* _Referring expression pointing data_:
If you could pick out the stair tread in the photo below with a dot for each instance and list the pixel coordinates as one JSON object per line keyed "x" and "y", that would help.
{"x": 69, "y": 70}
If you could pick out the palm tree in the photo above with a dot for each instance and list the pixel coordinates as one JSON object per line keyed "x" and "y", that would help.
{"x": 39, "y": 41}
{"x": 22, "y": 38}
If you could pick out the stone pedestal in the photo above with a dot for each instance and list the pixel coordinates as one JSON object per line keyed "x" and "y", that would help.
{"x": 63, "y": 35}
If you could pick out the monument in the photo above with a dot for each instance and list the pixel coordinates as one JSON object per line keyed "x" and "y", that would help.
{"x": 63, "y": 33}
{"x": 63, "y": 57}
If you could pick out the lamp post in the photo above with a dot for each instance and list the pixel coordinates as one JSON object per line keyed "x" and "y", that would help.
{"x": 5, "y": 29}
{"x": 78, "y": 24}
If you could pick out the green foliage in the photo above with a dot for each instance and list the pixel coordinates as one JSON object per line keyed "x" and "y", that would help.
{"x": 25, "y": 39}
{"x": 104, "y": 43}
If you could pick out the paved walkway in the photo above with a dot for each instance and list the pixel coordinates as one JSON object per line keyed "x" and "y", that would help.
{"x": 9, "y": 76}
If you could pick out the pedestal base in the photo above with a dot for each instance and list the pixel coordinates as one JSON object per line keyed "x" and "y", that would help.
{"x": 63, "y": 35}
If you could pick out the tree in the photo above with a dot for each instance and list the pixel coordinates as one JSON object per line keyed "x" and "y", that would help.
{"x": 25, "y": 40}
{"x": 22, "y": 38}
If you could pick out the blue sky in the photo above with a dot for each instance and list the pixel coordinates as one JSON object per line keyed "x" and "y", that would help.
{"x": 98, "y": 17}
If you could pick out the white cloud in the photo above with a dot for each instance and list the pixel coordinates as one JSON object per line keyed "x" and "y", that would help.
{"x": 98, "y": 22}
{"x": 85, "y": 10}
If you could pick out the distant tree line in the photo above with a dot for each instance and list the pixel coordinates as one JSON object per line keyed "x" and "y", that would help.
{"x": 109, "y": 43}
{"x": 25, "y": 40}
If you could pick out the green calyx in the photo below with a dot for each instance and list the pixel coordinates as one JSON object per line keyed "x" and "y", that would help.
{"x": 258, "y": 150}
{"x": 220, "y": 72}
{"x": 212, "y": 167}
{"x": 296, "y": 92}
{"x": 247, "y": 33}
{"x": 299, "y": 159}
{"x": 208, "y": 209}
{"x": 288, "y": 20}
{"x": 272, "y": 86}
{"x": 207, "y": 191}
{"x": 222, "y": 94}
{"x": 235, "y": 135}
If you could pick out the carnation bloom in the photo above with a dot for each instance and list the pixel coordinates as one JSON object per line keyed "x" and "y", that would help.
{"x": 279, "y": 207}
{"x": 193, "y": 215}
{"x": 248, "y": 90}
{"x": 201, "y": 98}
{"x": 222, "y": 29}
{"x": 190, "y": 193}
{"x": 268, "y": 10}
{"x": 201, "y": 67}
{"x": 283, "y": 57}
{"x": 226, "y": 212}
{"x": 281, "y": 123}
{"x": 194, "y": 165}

==

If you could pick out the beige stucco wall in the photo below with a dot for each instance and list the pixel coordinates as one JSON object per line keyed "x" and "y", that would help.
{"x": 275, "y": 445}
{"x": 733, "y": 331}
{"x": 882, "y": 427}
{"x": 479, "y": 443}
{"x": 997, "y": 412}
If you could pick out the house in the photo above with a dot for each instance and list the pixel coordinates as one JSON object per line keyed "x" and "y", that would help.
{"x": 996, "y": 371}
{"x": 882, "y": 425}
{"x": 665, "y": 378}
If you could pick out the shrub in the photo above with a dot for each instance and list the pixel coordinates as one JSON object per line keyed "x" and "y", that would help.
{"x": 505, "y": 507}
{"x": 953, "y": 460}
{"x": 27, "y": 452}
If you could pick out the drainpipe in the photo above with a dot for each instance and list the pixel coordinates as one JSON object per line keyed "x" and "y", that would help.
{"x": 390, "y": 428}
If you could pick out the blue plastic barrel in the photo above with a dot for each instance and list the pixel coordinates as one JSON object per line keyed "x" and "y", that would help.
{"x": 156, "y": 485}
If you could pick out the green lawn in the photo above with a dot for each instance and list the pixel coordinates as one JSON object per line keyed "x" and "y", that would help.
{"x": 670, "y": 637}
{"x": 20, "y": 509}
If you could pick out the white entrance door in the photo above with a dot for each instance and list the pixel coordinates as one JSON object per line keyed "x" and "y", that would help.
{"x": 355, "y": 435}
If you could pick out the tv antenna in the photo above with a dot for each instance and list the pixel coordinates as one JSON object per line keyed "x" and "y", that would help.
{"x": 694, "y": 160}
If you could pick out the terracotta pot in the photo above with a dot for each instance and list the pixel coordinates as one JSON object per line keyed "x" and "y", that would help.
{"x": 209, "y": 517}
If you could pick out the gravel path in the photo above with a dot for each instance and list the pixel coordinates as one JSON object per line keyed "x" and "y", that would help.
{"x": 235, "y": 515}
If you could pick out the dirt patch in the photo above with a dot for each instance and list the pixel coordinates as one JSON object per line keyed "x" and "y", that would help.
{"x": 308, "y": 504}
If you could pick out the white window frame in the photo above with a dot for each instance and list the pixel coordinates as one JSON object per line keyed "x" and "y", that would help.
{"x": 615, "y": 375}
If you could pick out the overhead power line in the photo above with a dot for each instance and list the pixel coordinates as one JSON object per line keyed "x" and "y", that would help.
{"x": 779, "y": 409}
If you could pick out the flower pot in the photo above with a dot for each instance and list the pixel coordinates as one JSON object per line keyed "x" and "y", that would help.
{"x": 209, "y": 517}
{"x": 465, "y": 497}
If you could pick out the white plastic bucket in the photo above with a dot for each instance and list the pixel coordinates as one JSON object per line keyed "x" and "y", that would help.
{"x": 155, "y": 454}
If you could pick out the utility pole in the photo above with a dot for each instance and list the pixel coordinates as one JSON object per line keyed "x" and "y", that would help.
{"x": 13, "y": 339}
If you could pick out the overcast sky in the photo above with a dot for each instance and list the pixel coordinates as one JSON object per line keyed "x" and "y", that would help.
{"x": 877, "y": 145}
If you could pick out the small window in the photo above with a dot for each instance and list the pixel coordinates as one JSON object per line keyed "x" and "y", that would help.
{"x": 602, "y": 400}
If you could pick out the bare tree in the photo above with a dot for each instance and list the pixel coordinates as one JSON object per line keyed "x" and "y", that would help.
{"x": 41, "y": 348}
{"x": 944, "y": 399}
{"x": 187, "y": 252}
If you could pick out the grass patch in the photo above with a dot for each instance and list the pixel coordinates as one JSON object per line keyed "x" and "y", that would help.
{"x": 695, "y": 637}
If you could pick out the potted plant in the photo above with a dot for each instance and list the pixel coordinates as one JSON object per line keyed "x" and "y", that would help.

==

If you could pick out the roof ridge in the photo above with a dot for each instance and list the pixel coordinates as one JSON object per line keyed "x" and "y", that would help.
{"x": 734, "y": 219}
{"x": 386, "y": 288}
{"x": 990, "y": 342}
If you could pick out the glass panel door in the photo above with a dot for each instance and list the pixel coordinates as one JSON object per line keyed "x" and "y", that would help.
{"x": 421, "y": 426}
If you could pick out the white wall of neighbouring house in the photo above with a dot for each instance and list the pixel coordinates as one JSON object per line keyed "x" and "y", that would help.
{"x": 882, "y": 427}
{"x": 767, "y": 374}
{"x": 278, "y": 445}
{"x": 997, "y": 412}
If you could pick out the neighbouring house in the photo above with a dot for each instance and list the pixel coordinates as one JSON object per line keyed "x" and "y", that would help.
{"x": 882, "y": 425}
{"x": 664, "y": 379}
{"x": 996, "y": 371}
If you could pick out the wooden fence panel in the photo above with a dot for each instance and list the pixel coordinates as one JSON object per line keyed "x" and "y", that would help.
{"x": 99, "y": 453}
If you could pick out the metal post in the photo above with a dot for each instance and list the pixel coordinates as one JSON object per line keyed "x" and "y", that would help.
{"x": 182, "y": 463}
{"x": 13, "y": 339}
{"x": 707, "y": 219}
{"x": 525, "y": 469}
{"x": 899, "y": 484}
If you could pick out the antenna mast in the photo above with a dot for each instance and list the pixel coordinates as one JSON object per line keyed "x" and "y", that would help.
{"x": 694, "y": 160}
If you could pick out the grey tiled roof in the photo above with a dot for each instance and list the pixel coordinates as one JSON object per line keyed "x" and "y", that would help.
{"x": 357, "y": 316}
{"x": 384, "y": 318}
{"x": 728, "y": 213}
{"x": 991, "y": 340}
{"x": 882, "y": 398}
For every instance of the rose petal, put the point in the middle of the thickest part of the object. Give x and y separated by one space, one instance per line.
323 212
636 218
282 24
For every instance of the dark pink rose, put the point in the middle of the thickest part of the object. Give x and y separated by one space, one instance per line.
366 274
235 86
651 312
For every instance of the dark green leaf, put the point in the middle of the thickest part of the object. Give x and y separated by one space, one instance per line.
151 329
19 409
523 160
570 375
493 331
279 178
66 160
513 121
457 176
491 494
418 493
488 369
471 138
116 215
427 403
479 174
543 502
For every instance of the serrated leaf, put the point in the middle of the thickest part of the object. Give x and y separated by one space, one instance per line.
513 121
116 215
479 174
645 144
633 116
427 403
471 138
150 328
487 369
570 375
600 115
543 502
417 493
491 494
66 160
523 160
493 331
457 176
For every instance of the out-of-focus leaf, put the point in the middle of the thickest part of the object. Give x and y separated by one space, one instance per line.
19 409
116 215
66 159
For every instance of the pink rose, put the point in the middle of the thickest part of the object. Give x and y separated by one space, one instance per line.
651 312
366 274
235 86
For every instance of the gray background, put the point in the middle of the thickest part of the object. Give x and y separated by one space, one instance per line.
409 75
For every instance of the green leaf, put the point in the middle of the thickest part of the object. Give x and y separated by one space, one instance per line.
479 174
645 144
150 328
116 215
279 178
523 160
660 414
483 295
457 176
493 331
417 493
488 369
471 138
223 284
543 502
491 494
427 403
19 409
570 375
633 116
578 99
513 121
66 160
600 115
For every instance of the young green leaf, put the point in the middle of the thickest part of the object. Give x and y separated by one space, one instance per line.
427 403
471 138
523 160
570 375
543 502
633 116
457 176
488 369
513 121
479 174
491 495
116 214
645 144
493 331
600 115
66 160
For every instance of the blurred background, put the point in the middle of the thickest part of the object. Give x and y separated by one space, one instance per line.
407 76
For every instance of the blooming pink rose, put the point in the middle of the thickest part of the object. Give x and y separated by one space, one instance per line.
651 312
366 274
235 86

* _What you need to do_: Copy the lines above exactly. Start with the line containing "If you could pick out the bare", end with the line containing "If you could pick out the potted", and include both.

* _Answer space_:
If you could pick out the bare tree in the photo above with a dot for each instance and list the pixel coordinates as one JSON object per line keyed "x" and "y", that would help.
{"x": 41, "y": 348}
{"x": 944, "y": 399}
{"x": 187, "y": 252}
If you could pick out the grass patch in the photo above with a dot for each instance and list the pixel coordinates as one JSON object per line keyed "x" and "y", that would help.
{"x": 695, "y": 637}
If you could pick out the potted plant in the photo above with a dot for each instance and list the pixel coordinates as one JSON object per line keyed "x" and "y", that would help.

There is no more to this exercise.